**Activity:**
Where a picture appears, skip it and copy everything else in the listing exactly.

**Available data:**

----------------

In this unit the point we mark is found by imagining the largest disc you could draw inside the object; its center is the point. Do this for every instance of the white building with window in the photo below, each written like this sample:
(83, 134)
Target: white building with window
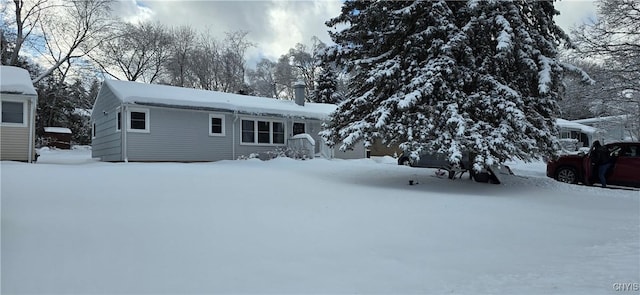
(18, 111)
(148, 122)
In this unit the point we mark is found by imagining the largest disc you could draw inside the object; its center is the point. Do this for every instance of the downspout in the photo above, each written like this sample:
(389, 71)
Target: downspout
(123, 129)
(32, 128)
(233, 136)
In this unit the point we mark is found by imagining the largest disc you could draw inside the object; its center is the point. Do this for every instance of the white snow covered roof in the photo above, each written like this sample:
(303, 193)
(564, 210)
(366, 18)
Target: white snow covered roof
(149, 94)
(603, 119)
(57, 130)
(562, 123)
(15, 80)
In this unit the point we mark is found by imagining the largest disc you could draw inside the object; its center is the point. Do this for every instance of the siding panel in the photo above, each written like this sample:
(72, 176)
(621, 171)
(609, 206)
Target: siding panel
(181, 136)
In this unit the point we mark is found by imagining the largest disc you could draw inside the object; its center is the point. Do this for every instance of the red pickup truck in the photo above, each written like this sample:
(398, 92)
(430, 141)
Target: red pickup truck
(577, 168)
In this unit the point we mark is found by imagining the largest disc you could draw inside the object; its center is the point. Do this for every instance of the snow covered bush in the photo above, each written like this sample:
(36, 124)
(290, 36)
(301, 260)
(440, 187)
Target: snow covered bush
(449, 77)
(286, 152)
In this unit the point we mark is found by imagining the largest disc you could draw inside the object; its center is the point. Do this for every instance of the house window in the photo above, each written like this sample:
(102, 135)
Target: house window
(216, 125)
(248, 133)
(278, 132)
(262, 132)
(119, 121)
(298, 128)
(138, 120)
(13, 112)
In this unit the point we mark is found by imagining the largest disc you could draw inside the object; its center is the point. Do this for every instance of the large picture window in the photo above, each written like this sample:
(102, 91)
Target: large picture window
(13, 112)
(138, 120)
(216, 125)
(262, 132)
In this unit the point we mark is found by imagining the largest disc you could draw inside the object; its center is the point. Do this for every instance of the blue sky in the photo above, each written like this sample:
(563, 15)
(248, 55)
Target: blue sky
(276, 26)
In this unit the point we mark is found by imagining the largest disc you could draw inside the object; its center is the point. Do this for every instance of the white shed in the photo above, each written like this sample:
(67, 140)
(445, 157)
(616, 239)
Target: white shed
(18, 109)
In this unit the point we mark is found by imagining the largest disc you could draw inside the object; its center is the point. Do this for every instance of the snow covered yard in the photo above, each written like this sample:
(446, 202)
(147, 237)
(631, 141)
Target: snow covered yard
(74, 225)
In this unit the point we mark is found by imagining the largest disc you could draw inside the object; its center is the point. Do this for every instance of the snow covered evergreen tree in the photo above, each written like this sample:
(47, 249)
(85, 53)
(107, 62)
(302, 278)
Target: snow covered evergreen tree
(326, 90)
(450, 77)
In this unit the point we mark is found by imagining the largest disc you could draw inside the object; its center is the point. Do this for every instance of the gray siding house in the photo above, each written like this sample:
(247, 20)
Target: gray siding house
(18, 111)
(147, 122)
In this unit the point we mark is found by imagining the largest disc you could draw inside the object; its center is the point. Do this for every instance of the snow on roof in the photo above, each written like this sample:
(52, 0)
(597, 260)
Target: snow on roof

----------------

**Task result:**
In this unit the point we mark is found by imagining the largest disc you could draw inside the object; its center is the point. Do this for every instance of the white building with window in the photo below, each written like this sample:
(83, 134)
Target: white building with window
(18, 111)
(148, 122)
In this unit the point we mark is found by imagining the largest disc you could draw inside the object; its center is the point. Do this for every instance of the downspout in the photo above, each written like this sample:
(389, 71)
Target: downspout
(123, 129)
(32, 128)
(233, 136)
In this unit the point we mark is found by imagining the largest disc you could draw inside the object; its center is the point. Do this for every instance of the white snow covered roof in the photo above, each written like this sample:
(303, 193)
(564, 210)
(366, 18)
Target: white snow covered roof
(149, 94)
(603, 119)
(57, 130)
(562, 123)
(15, 80)
In this unit the point we mark is found by imagining the largest disc you could draw inside the object; its center is the point. Do this for every instance of the siding panel in the photo above, each written like this sample:
(72, 176)
(621, 171)
(609, 206)
Target: siding panel
(181, 136)
In this unit the point we mark is found by imagining the largest disc you could draw inside the object; its center is the point. Do this for every instance of the red pickup truck in the photo above, each written like this sample:
(398, 92)
(430, 141)
Target: red pickup truck
(577, 168)
In this unit the point we mark is found by imagining the largest disc you could draw inside the object; its center is the point. Do this for every instance of the snow covered bush in the photo above, each written like this sample:
(36, 124)
(290, 36)
(301, 260)
(440, 187)
Target: snow covered bush
(449, 77)
(286, 152)
In this unit the point we mark is found by imagining the largest disc you could draw inside the object; its center is the point. Do this for every instance of the house window in the photo above, each written like this sample:
(102, 135)
Target: house window
(216, 125)
(248, 133)
(278, 132)
(262, 132)
(119, 121)
(298, 128)
(138, 120)
(13, 112)
In this unit the point we mark is found by imagining the largest disc you could draw inside the object; its center is the point. Do this for every instance of the large picture window in the photo above, each written like this sample:
(102, 91)
Target: large picture window
(13, 112)
(138, 120)
(216, 125)
(262, 132)
In this unit the point we mark is found by imagining the largest disc you could draw inside the object; its center is the point. Do this for every instance of the blue sky in the photo above, each written like this sample:
(563, 15)
(248, 55)
Target: blue sky
(276, 26)
In this unit the point we mark is found by imagining the largest disc you could draw inside the object; its center is the point. Do this for every instance of the white shed in the photo above, each written like this sample:
(67, 140)
(445, 157)
(616, 239)
Target: white shed
(18, 109)
In this unit the point we mark is found by imagining the largest disc you could draw inside the object; its center is the point. Do this for every instance of the snow covered yard in the photo above, each written like this sample:
(446, 202)
(147, 237)
(631, 141)
Target: snow covered yard
(74, 225)
In this unit the point we mark is found by imagining the largest disc you could draw inside the object; its center is the point. Do this for every instance of the snow covered evergreen tree in the photo above, each written like this sample:
(47, 249)
(85, 53)
(107, 62)
(302, 278)
Target: snow covered evergreen tree
(326, 90)
(450, 77)
In this unit the point we mark is found by imagining the largest disc you could draw inside the object; its center is the point. Do this for every instance of the gray siding house in the photo above, each written like this sample:
(247, 20)
Target: gray siding house
(18, 111)
(147, 122)
In this unit the point we mark is found by imagining the largest disc you could draw inside the object; its center is the point. Do this for every instance of the snow on roof in the photo above, each written like this sample:
(52, 0)
(597, 260)
Target: snow on roof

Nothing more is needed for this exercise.